→ Problems and tasks:
[1] List every vocal activity that the voice-training article says Shana takes part in.
[2] Write the next part of the voice-training article, picking up after its final paragraph.

→ Selected extract:
*** Begin section ***

A PROBLEM THAT YOU ARE UNAWARE OF, STILL EXISTS!
By David Delaney, MA, CAR
david@singingvoicetraining.com
Shana comes to me through a recommendation of a fellow singer. She is having vocal difficulties and does not know why it is happening. I can hear over the phone the first time we talk that she has a mild ‘glottal fry’ and she is gasping for breath constantly. This is someone who speaks with a degree of tension in her throat and it produces a low popping or rattling sound when air passes through the throat. If you try to sing with this going on, you are likely to have at minimum a sore throat and at maximum more serious vocal difficulties. Shana is unaware of it’s existence though.
The vibratory ability of cartilage and soft tissue in your throat cannot compare to the vibratory properties of your teeth and bones of the cranial cavity and sinuses. To attempt to use your throat, even partially, for producing a resonant voice is like using a butter knife to shave. It is neither sharp nor effective. Nature has designed speech to be produced by the mouth and teeth (the most vibratory bones in the body) and setting off a vibratory circuit in the cranium that has unimaginable acoustical properties. These acoustical properties happenis via sound waves which interact with your immediate environment, both people, things, and the air around you. Let us look at Dr. P. Mario Marifiotti’s first voice principle to ground this in a scientific understanding:
Voice is speech, and is produced by the mouth, not by the vocal cords.The vocal cords produce only sounds (primitive vibrations) that are transformed into vowels and consonants by a phonetic process taking place in the mouth, and giving origin to the voice.
Caruso’s Method of Voice Production: The Scientific Culture of the Voice, by Dr. P. Mario Marafiotti, Dover Books
This is why the singer’s understanding of the basic anatomy of the vocal instrument and how to use it effectively is necessary for anyone who plans to sing in public. Shana is the lead singer for a local band and she rehearses a number of hours every week with them, and often has a number of gigs for a few hours each, as well as coaches singers privately, and sings in her choir. She is ‘roughing up’ her vocal chords, as my teacher would say, and no matter what she does, she cannot stop it from happening. Some days are better than others are for her, but there is still a soreness most of the time, especially after an hour or so of rehearsing or performing.

*** End section ***

(Point-per-instance localization data)
*** Begin section ***

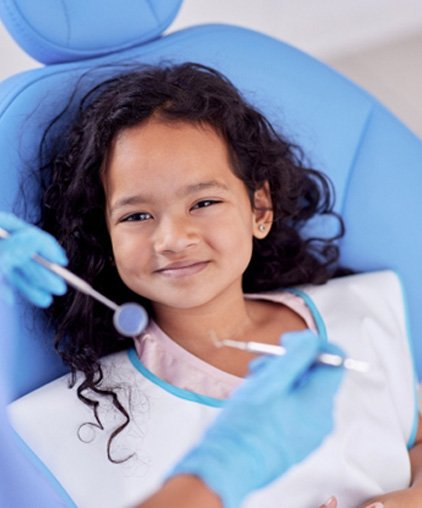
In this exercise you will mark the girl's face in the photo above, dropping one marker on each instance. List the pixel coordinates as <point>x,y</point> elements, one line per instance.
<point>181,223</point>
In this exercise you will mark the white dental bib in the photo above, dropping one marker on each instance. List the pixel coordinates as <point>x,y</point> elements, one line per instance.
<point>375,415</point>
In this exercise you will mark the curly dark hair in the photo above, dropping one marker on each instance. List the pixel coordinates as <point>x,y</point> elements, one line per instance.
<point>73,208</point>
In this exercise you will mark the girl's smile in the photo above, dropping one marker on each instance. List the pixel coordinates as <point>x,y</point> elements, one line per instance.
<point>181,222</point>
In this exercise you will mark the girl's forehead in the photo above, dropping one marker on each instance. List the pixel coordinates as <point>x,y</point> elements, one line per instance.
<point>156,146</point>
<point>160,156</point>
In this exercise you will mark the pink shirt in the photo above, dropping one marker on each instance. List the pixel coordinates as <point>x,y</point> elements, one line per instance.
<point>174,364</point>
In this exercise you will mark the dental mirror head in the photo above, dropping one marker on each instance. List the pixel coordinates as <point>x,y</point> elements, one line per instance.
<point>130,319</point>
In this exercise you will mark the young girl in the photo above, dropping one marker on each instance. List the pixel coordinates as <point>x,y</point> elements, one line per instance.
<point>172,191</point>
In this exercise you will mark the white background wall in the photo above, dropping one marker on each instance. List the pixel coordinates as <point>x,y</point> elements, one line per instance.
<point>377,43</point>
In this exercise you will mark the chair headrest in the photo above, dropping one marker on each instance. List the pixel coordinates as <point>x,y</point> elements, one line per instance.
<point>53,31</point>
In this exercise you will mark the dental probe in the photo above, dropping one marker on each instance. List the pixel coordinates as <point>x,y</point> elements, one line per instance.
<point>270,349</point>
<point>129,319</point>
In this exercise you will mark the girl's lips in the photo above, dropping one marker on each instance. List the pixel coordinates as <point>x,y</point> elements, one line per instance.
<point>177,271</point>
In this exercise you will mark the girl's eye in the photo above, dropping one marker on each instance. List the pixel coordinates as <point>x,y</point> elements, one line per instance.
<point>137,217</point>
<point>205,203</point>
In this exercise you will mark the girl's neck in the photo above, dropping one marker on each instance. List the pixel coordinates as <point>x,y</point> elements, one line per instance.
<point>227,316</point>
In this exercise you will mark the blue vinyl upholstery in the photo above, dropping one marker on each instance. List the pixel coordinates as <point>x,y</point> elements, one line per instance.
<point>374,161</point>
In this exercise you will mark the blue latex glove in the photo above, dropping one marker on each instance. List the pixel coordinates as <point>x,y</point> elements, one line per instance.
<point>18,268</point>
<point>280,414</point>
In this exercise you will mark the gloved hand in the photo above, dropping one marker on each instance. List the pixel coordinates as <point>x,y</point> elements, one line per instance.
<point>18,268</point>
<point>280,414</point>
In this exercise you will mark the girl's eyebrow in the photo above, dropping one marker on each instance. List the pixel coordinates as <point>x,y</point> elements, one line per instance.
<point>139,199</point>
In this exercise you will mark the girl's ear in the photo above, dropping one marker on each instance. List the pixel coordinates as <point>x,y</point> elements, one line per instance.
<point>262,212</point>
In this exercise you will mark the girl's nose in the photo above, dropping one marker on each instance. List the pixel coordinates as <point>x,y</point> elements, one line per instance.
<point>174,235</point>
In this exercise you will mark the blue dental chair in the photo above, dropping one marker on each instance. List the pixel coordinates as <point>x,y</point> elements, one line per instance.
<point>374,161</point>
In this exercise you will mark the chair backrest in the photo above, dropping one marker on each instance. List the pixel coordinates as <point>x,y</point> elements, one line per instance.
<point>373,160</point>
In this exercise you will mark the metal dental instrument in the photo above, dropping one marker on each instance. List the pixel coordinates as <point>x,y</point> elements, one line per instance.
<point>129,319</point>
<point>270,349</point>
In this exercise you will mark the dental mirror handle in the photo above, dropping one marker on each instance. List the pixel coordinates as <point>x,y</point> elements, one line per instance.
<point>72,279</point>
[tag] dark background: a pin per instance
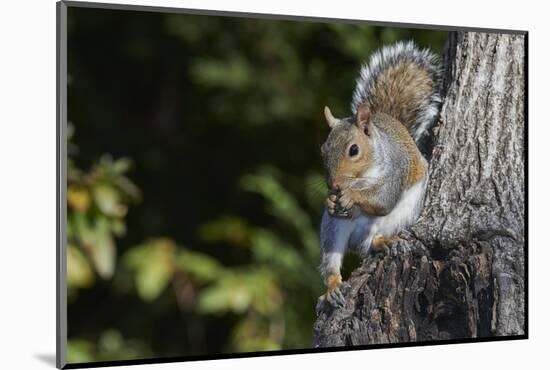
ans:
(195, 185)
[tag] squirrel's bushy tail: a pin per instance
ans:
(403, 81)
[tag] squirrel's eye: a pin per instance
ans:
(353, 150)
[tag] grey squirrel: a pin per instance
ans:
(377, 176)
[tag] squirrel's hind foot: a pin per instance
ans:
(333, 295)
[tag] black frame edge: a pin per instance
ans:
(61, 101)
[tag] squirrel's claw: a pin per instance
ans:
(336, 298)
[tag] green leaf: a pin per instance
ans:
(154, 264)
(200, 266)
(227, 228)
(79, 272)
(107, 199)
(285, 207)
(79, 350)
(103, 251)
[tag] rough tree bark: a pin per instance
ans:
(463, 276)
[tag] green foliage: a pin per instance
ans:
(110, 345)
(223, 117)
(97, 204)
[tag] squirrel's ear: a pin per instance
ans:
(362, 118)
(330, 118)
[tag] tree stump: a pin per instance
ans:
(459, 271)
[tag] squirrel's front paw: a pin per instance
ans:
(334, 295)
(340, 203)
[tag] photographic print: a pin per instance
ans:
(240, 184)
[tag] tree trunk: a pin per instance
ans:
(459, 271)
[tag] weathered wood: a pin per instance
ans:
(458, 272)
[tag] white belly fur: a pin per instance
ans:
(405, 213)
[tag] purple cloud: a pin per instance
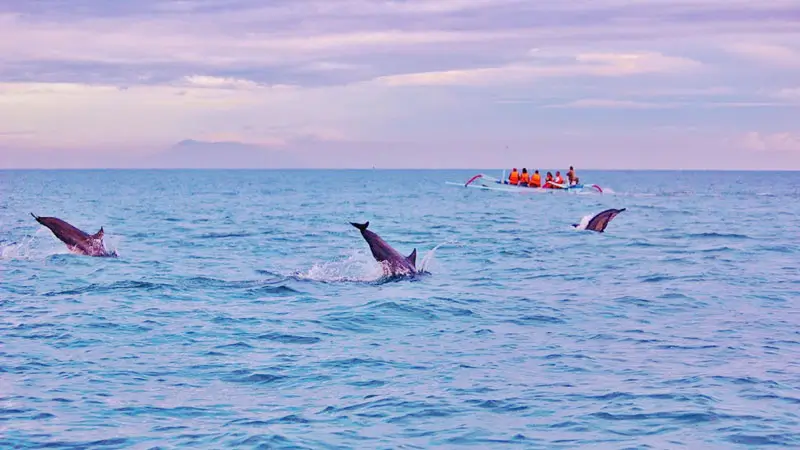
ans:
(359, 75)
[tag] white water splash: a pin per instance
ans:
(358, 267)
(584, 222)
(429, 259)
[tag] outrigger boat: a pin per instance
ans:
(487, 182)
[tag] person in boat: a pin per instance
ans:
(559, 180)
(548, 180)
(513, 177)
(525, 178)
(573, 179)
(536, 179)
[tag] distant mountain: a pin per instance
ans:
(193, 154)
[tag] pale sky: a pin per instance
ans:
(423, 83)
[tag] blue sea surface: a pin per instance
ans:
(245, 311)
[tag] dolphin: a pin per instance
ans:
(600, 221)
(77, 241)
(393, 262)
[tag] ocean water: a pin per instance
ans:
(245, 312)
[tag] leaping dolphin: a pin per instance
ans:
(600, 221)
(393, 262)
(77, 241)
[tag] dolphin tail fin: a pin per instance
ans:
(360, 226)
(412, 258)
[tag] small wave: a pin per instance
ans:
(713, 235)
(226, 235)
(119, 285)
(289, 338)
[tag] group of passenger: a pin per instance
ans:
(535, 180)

*** End section ***
*** Begin section ***

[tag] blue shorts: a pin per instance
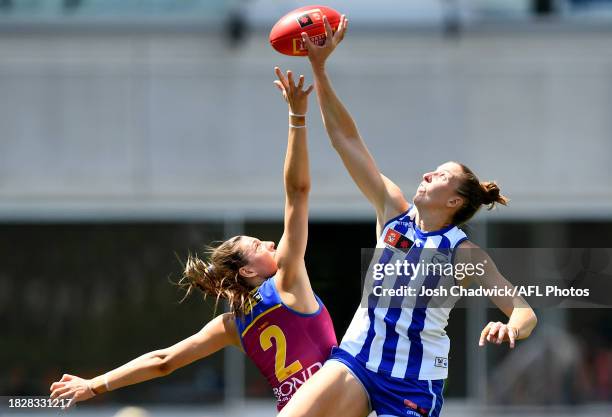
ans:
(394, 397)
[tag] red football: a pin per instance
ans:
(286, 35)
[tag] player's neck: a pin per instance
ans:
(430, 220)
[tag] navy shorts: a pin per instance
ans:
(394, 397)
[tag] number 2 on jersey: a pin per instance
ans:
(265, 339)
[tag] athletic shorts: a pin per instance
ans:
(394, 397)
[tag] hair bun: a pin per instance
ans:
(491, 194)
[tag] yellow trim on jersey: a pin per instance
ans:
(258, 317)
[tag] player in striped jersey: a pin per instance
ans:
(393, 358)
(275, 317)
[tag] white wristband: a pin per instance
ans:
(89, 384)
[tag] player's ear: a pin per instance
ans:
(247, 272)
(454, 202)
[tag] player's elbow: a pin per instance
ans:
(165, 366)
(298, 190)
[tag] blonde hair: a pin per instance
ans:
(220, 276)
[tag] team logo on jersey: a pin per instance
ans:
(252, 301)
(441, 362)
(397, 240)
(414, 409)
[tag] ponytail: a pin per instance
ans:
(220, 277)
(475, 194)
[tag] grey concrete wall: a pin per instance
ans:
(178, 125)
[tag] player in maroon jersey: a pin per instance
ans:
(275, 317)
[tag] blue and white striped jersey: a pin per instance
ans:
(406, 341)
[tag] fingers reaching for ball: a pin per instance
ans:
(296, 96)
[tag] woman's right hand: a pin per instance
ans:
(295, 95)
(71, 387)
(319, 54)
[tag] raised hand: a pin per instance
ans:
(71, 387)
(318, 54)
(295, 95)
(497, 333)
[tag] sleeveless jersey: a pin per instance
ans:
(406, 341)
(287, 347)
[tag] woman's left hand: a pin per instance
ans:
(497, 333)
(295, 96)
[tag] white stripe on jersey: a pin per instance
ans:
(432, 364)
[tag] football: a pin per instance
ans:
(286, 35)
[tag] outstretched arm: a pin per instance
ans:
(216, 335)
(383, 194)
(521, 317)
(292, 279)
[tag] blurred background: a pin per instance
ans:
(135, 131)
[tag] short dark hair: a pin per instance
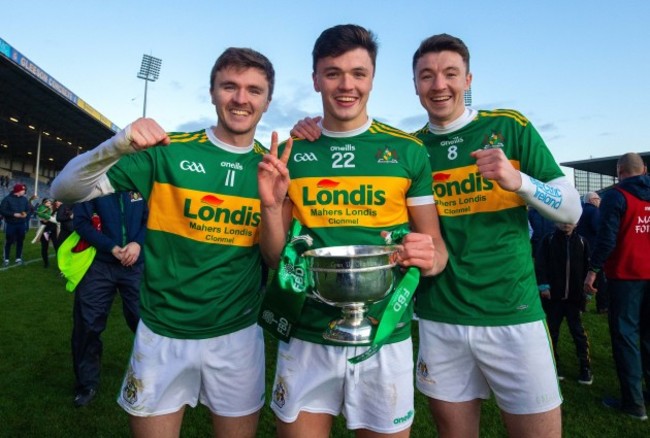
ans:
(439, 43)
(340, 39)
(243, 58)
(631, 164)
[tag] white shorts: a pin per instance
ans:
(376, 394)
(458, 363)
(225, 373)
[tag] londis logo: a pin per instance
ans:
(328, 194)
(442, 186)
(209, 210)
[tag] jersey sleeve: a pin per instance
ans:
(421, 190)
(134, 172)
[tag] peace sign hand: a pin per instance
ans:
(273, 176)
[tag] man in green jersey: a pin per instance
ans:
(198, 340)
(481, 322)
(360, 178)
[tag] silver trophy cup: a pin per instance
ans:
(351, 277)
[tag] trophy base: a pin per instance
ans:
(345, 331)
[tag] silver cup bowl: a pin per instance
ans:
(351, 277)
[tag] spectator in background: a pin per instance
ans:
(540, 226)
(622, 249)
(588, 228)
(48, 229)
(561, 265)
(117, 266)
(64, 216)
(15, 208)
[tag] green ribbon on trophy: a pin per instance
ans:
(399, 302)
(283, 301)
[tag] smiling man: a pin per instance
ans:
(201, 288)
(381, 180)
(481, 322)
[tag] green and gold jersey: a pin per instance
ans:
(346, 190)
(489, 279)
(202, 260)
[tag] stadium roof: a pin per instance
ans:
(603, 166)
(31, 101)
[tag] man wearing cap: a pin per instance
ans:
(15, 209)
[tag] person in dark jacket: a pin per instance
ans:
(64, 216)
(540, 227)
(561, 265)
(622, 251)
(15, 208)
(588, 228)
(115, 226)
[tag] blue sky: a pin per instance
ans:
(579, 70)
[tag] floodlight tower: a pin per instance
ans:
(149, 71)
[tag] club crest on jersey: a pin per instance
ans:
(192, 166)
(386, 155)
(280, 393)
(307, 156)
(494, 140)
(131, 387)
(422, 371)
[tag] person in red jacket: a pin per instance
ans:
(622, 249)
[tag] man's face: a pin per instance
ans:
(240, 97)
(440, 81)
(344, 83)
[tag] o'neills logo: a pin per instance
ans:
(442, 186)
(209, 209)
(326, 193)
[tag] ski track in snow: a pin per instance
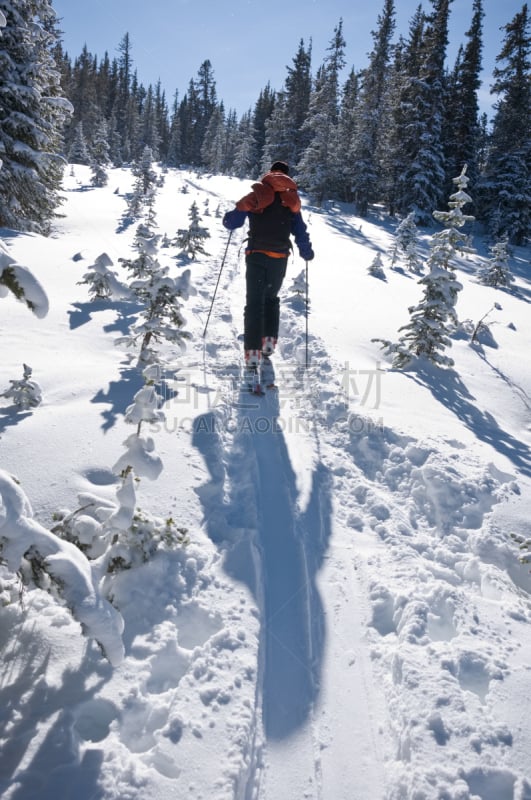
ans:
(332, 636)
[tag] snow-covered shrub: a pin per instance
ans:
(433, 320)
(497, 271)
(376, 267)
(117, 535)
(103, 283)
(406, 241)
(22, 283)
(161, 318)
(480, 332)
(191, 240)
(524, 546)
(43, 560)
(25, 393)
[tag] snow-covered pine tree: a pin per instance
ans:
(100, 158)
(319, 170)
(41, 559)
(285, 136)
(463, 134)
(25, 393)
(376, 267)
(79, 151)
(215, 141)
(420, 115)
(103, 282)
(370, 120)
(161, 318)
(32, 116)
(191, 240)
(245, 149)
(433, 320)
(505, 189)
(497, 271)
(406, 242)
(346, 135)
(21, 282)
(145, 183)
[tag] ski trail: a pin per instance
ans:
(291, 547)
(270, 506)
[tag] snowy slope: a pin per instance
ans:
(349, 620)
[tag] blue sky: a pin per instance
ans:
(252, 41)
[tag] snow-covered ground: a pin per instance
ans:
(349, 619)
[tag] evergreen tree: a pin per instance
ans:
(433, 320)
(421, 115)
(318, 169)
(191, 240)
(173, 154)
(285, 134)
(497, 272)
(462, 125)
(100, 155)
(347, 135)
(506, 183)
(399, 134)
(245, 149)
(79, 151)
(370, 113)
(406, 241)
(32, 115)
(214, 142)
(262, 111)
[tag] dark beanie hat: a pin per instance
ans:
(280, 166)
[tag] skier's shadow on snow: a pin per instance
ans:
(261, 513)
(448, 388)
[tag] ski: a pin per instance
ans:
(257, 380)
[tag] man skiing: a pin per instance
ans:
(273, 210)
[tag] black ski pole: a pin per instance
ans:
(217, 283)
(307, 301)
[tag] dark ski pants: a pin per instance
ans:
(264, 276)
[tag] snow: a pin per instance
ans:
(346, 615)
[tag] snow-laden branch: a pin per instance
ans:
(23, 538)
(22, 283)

*** End section ***

→ Numbered responses:
[1]
- Rehearsing with her local band for a number of hours every week
- Playing gigs of a few hours each
- Coaching singers privately
- Singing in her choir

[2]
Many singers have this same problem. Actor Julie Andrews had to eventually have a vocal operation and now she cannot sing at all. Tina Turner has been having vocal problems that are ongoing. The immense pressure of having to get up night after night and deliver ‘the goods’ demands that we insure that we have a scientific technique that we can fall back on if this begins to happen. Instinct is most important, but when it fails us, we need technique until we get instinct back on course. If we do not, we are at the mercy of fate, which can be a cruel master.
A singer who is a ‘natural’ can still have problems over time, with the psychological pressure that is put on the performer. We must have a working knowledge of what the vocal apparatus is (this does not mean being an anatomist), how it functions efficiently, and then what our own tendencies are that cause us to sing with force rather than relaxation.
After a month of working together, Shana is beginning to recognize when her throat is tense and learning how to compensate with body control to overcome her unconscious habit. She has learned that it is body flexibility which controls the flow of relaxed air, not compression as she had been doing previously. She is learning how to increase rib cage flexibility for increased adaptability, a key to singing for long periods without causing vocal problems. She is also receiving manual therapy sessions from me to free areas of her body that have been locked.